▸ **SOURCE TEXT**
=== Begin Enclosure ===
Glenys Thornton on a dangerous clause in the Deregulation Bill
It’s the opening day of Committee today on the Deregulation Bill and we have several examples already of what a mixed bag it is. No prioritisation, no criteria, no costing, the occasional impact assessment – most of which Ministers want to bury – and no consideration of the government’s long term or unforeseen consequences of its proposals.
Following hard on the heels of an attack in Clause 1 on workplace health and safety, Clause 2 removes the power of Employment Tribunals to issue wider recommendations to employers found to have unlawfully discriminated. Prior to the introduction of this power in the Equality Act 2010, a tribunal could only provide a remedy to successful claimants but not recommend an employer address the root causes of such discrimination. This meant that where the victim had left the workplace, the tribunal was powerless to ask the employer to change policies, practices or a culture that could likely lead to further discrimination.
The government wants to repeal this provision because of “employer fears about inappropriate or excessive recommendations”. Yet there is no credible evidence to support this argument. In 2012 there were 19 cases where tribunals issued wider recommendations according to a study published in Equality Opportunities Review (EOR). In 15 of those cases, the recommendation was for training on equality and diversity. For seven, respondents were asked to address equality issues generally or to review policies. These are proportionate and reasonable suggestions to address serious cases of discrimination.
Later in the day, we move onto taxi licence deregulation and Clauses 10-12, which Ministers rushed into the Bill during the Commons stages – hoping it would go unnoticed.
How wrong they were. Peers across the House of Lords have been inundated with representations, ranging from women’s safety organisations such as the Suzy Lamplugh Trust, Police and Crime Commissioners, trade unions, students unions and local government leaders. All have highlighted the serious safety implications these measures would have, particularly in light of recent events in Milton Keynes and the Alexis Jay report into child sex exploitation in Rotherham.
=== End Enclosure ===
▸ **EXTRACTED INFORMATION**
=== Begin Enclosure ===
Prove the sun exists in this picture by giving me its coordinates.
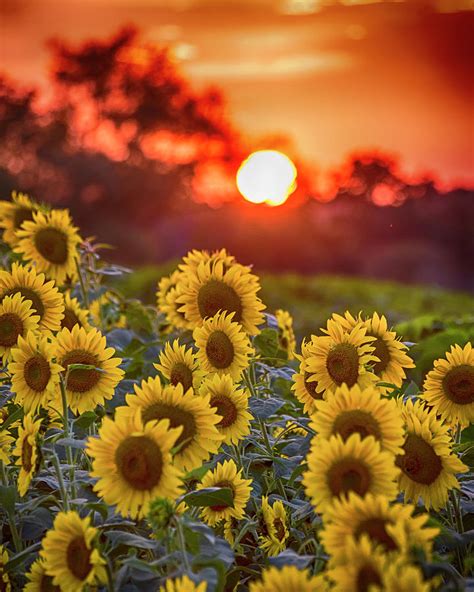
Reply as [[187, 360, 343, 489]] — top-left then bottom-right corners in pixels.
[[236, 150, 297, 206]]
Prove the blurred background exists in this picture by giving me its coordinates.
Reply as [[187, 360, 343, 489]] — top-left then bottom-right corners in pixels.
[[0, 0, 474, 310]]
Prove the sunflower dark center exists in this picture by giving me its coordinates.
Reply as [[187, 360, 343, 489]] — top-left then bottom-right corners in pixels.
[[61, 308, 82, 331], [66, 536, 92, 580], [39, 573, 61, 592], [13, 207, 33, 229], [273, 518, 286, 541], [142, 403, 197, 452], [170, 362, 193, 392], [443, 364, 474, 405], [197, 280, 242, 323], [356, 565, 382, 592], [304, 372, 323, 401], [61, 349, 100, 393], [21, 438, 33, 473], [210, 395, 237, 428], [1, 287, 44, 318], [210, 481, 235, 512], [332, 409, 381, 440], [354, 518, 398, 551], [396, 434, 443, 485], [326, 343, 359, 387], [35, 228, 68, 265], [115, 436, 163, 491], [206, 331, 234, 370], [0, 312, 23, 347], [327, 458, 372, 497], [371, 335, 391, 374]]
=== End Enclosure ===
▸ **REQUIRED TASKS**
a – Answer each question from the Deregulation Bill article.
(i) What power does Clause 2 take away from Employment Tribunals?
(ii) According to the study in Equality Opportunities Review, in how many cases did tribunals issue wider recommendations in 2012?
(iii) Which clauses of the Bill deal with taxi licence deregulation?
b – Using the Deregulation Bill article, say whether each statement agrees with it, and quote the words that decide.
(i) The power to make wider recommendations came in with the Equality Act 2010.
(ii) Most of the wider recommendations made in 2012 were for training on equality and diversity.
(iii) Clauses 10-12 were part of the Bill before it reached the Commons stages.
c – According to the Deregulation Bill article, why was a tribunal powerless to ask an employer to change its policies or culture when the victim had left the workplace before the Equality Act 2010? Answer in one to three sentences.

▸ **SOLUTIONS TO EACH TASK**
a –
(i) It removes their power to issue wider recommendations to employers found to have unlawfully discriminated.
(ii) 19 cases.
(iii) Clauses 10-12.

b –
(i) Yes: "Prior to the introduction of this power in the Equality Act 2010"
(ii) Yes: "In 15 of those cases, the recommendation was for training on equality and diversity."
(iii) No: "which Ministers rushed into the Bill during the Commons stages"

c – Before that Act introduced the power to make wider recommendations, a tribunal could only provide a remedy to successful claimants. It could not recommend that an employer address the root causes of the discrimination. When the victim had already left, there was no way for it to push for changes that might prevent further discrimination.